*Passage to read*:
Identifiers
- Symbol: GLB1
- Alt. symbols: SA-β-Gal
- NCBI gene: 2720
- HGNC: 4298
- OMIM: 611458
- RefSeq: NM_000404
- UniProt: P16278

Other data
- EC number: 3.2.1.23
- Locus: Chr. 3 p22.3

Search for
- Structures: Swiss-model
- Domains: InterPro

= Senescence-associated beta-galactosidase =

Hypothetical hydrolase enzyme

Senescence-associated beta-galactosidase (SA-β-gal or SABG) is a hypothetical hydrolase enzyme that catalyzes the hydrolysis of β-galactosides into monosaccharides. Senescence-associated beta-galactosidase, along with p16^{Ink4A}, is regarded to be a biomarker of cellular senescence.

Its existence was proposed in 1995 by Dimri et al. following the observation that when beta-galactosidase assays were carried out at pH 6.0, only cells in senescence state develop staining. They proposed a cytochemical assay based on production of a blue-dyed precipitate that results from the cleavage of the chromogenic substrate X-Gal, which stains blue when cleaved by galactosidase. Since then, even more specific quantitative assays were developed for its detection at pH 6.0.

Today this phenomenon is explained by the overexpression and accumulation of the endogenous lysosomal beta-galactosidase specifically in senescent cells. Its expression is not required for senescence. However, it remains as the most widely used biomarker for senescent and aging cells, because it is easy to detect and reliable both in situ and in vitro. Reversal of senescence of human chondrocytes taken from patients undergoing total knee arthroplasty in in-vitro conditions through tissue engineering reported along with correlating evidence of P16 and P21 biomarkers reiterates this phenomenon.

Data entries
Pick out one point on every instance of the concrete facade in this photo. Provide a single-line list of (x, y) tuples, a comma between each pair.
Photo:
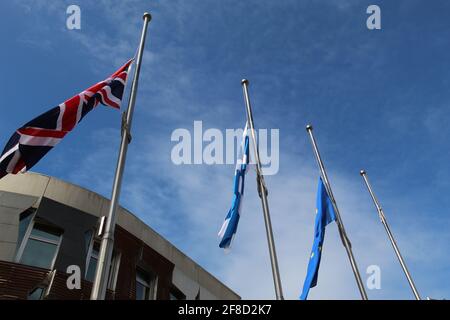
[(22, 191)]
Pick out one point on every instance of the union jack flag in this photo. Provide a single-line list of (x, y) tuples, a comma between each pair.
[(32, 141)]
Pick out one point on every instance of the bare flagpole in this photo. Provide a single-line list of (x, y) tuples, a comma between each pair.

*Assigned task A*:
From the beta-galactosidase passage, extract the stretch from "Senescence-associated beta-galactosidase (SA-β-gal" through "detection at pH 6.0.".
*Assigned task B*:
In the beta-galactosidase passage, at what pH did beta-galactosidase assays stain only cells in a senescent state?
Work from the beta-galactosidase passage alone.

*Written solution A*:
Senescence-associated beta-galactosidase (SA-β-gal or SABG) is a hypothetical hydrolase enzyme that catalyzes the hydrolysis of β-galactosides into monosaccharides. Senescence-associated beta-galactosidase, along with p16^{Ink4A}, is regarded to be a biomarker of cellular senescence.

Its existence was proposed in 1995 by Dimri et al. following the observation that when beta-galactosidase assays were carried out at pH 6.0, only cells in senescence state develop staining. They proposed a cytochemical assay based on production of a blue-dyed precipitate that results from the cleavage of the chromogenic substrate X-Gal, which stains blue when cleaved by galactosidase. Since then, even more specific quantitative assays were developed for its detection at pH 6.0.

*Written solution B*:
pH 6.0